> **PASSAGE GIVEN**:
## START
Other Scientific Libraries


In this lecture we review some other scientific libraries that are useful for economic research and analysis

We have, however, already picked most of the low hanging fruit in terms of economic research

Hence you should feel free to skip this lecture on first pass


Like Numba, Cython provides an approach to generating fast compiled code that can be used from Python

As was the case with Numba, a key problem is the fact that Python is dynamically typed

As you’ll recall, Numba solves this problem (where possible) by inferring type

Cython’s approach is different — programmers add type definitions directly to their “Python” code

As such, the Cython language can be thought of as Python with type definitions

In addition to a language specification, Cython is also a language translator, transforming Cython code into optimized C and C++ code

Cython also takes care of building language extensions — the wrapper code that interfaces between the resulting compiled code and Python

Important Note:

In what follows code is executed in a Jupyter notebook

This is to take advantage of a Cython cell magic that makes Cython particularly easy to use

Some modifications are required to run the code outside a notebook

A First Example

Let’s start with a rather artificial example

Suppose that we want to compute the sum $ \sum_{i=0}^n \alpha^i $ for given $ \alpha, n $

Suppose further that we’ve forgotten the basic formula

$$ \sum_{i=0}^n \alpha^i = \frac{1 - \alpha^{n+1}}{1 - \alpha} $$

for a geometric progression and hence have resolved to rely on a loop

Python vs C

Here’s a pure Python function that does the job

In [1]:
def geo_prog(alpha, n):
    current = 1.0
    sum = current
    for i in range(n):
        current = current * alpha
        sum = sum + current
    return sum

This works fine but for large $ n $ it is slow

Here’s a C function that will do the same thing

double geo_prog(double alpha, int n) {
    double current = 1.0;
    double sum = current;
    int i;
    for (i = 1; i <= n; i++) {
        current = current * alpha;
        sum = sum + current;
    return sum;

If you’re not familiar with C, the main thing you should take notice of is the type definitions

  • int means integer
  • double means double precision floating point number
  • the double in double geo_prog(... indicates that the function will return a double

Not surprisingly, the C code is faster than the Python code

A Cython Implementation

Cython implementations look like a convex combination of Python and C

We’re going to run our Cython code in the Jupyter notebook, so we’ll start by loading the Cython extension in a notebook cell

In [2]:
%load_ext Cython

In the next cell, we execute the following

In [3]:
def geo_prog_cython(double alpha, int n):
    cdef double current = 1.0
    cdef double sum = current
    cdef int i
    for i in range(n):
        current = current * alpha
        sum = sum + current
    return sum

Here cdef is a Cython keyword indicating a variable declaration, and is followed by a type

The %%cython line at the top is not actually Cython code — it’s a Jupyter cell magic indicating the start of Cython code

After executing the cell, you can now call the function geo_prog_cython from within Python

What you are in fact calling is compiled C code with a Python call interface

In [4]:
import quantecon as qe
geo_prog(0.99, int(10**6))
## END
> **ACTIONS TO TAKE**:
**1)** In the Cython lecture, what does the keyword cdef indicate?
**2)** Write out the part of the Cython lecture starting with "The %%cython line" and going on through "geo_prog(0.99, int(10**6))", word for word.

> **DATASET**:
## START
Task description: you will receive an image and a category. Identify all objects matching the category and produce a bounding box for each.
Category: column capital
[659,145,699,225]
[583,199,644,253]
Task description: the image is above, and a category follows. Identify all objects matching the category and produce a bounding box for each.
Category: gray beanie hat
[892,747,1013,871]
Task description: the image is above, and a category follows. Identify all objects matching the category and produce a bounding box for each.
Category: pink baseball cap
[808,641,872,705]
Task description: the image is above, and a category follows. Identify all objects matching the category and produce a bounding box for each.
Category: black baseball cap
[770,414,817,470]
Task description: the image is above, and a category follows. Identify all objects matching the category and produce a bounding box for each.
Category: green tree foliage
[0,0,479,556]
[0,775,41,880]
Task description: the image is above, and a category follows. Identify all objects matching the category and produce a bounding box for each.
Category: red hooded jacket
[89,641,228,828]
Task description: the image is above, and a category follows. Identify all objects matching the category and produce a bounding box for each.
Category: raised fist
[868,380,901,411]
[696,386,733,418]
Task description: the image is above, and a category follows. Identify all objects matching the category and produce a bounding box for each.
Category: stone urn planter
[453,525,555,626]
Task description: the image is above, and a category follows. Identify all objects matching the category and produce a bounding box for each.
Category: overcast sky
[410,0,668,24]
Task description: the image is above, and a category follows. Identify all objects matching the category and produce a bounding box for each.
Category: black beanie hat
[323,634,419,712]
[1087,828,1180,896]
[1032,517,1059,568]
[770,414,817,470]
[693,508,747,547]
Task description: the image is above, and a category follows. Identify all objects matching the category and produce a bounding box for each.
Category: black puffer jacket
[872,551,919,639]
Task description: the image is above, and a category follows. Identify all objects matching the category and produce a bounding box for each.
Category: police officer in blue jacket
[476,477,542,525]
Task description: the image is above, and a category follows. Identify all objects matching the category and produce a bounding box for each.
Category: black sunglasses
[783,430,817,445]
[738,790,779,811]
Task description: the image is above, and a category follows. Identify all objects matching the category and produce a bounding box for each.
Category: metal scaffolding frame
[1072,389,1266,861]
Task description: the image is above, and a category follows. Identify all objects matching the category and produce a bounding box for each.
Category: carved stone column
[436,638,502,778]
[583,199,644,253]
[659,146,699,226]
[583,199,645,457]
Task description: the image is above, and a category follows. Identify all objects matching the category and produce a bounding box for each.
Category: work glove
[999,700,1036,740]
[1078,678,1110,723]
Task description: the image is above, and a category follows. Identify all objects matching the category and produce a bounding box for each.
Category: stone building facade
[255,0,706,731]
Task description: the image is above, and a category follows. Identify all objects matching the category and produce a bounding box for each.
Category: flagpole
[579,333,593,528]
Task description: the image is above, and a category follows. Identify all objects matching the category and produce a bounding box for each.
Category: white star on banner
## END
## START
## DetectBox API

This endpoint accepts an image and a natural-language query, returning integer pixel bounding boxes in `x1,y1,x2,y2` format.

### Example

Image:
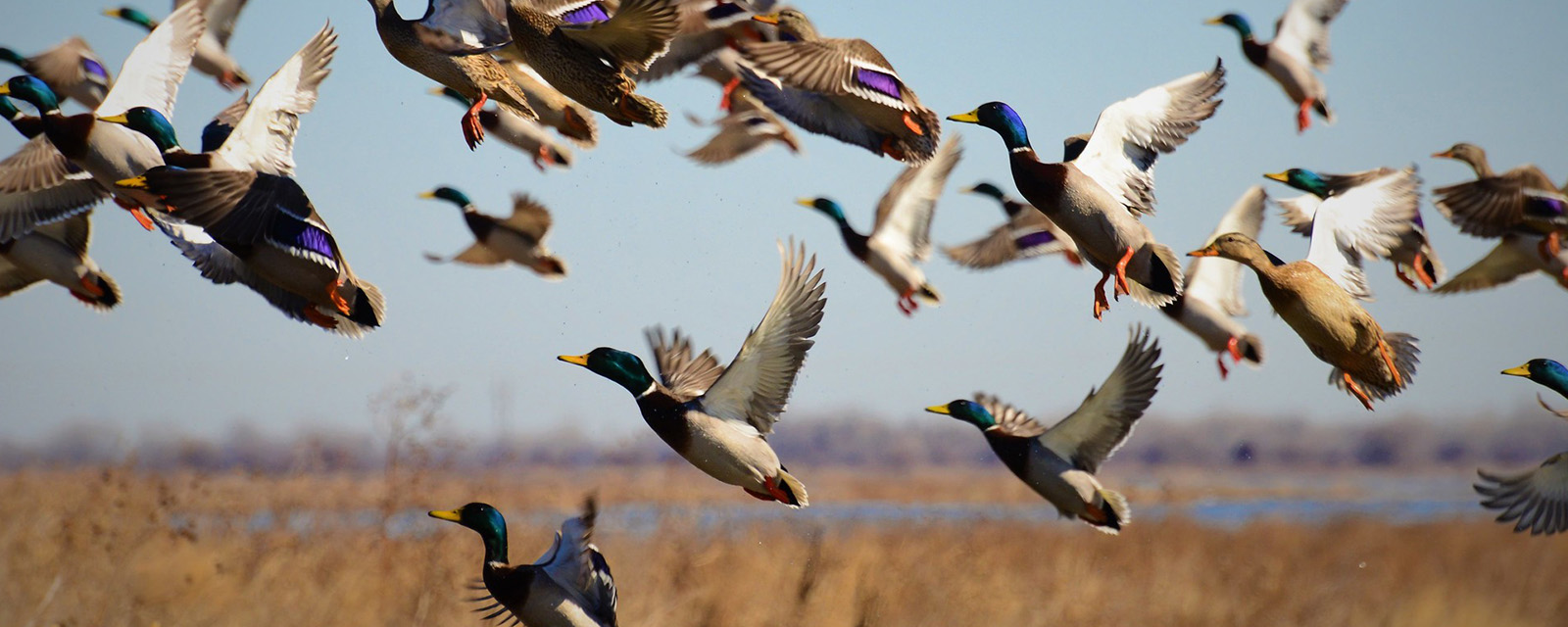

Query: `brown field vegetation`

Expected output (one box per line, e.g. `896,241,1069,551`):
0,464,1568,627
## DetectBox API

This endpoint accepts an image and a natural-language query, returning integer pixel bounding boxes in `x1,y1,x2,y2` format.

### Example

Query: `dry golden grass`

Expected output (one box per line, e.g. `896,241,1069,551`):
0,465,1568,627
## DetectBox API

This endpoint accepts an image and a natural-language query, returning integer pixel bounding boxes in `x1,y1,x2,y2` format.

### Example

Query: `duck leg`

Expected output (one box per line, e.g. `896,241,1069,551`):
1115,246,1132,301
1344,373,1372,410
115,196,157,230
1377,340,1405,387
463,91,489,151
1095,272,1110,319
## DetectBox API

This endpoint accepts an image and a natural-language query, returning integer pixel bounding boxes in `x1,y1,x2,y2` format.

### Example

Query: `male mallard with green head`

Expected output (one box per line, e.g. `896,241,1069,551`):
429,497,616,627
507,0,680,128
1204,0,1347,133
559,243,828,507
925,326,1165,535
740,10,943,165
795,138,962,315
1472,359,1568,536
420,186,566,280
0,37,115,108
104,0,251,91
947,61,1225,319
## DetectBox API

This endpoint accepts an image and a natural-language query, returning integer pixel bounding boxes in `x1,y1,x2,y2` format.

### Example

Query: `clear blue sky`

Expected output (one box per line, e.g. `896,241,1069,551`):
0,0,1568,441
## END
> **RESPONSES FOR EACH TASK**:
**1)** It indicates a variable declaration and is followed by a type.

**2)**
The %%cython line at the top is not actually Cython code — it’s a Jupyter cell magic indicating the start of Cython code

After executing the cell, you can now call the function geo_prog_cython from within Python

What you are in fact calling is compiled C code with a Python call interface

In [4]:
import quantecon as qe
geo_prog(0.99, int(10**6))